• _TASK TO COMPLETE_
After locating the line that holds "Where can you spot the gravel", transcribe it and each following line to the end of the records, changing nothing and adding nothing.

═════ STUDY MATERIAL ═════

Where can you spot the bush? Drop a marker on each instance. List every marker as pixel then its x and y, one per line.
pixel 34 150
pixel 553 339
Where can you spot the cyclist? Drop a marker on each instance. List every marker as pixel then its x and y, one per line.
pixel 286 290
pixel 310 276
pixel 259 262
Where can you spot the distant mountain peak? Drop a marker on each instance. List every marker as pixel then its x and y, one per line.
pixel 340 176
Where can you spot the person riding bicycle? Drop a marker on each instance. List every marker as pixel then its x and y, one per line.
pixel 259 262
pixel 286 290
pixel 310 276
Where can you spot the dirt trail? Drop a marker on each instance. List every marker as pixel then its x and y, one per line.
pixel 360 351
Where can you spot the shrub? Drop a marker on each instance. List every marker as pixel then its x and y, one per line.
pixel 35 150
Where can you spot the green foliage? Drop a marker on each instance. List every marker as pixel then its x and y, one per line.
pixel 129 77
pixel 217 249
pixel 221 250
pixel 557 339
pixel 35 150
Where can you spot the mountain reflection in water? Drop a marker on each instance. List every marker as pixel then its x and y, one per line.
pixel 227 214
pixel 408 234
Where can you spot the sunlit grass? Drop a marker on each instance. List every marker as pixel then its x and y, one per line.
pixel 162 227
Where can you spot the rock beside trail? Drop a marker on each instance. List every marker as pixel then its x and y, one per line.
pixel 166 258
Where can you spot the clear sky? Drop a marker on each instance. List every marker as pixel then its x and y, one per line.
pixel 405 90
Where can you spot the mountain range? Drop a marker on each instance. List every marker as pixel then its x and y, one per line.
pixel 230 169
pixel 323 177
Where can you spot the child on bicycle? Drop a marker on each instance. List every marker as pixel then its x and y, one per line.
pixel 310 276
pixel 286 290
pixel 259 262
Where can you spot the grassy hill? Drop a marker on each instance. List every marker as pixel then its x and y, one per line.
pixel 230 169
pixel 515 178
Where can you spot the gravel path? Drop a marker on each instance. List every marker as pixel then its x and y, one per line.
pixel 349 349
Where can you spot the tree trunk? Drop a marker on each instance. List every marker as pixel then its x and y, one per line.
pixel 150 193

═════

• _EXERCISE ANSWER_
Where can you spot the gravel path? Drop a marker on each instance. List every marker as pixel then its x and y, one per line.
pixel 349 349
Where can you spot the tree trunk? Drop a marker on each instance. List every marker as pixel then its x and y, one per line.
pixel 150 193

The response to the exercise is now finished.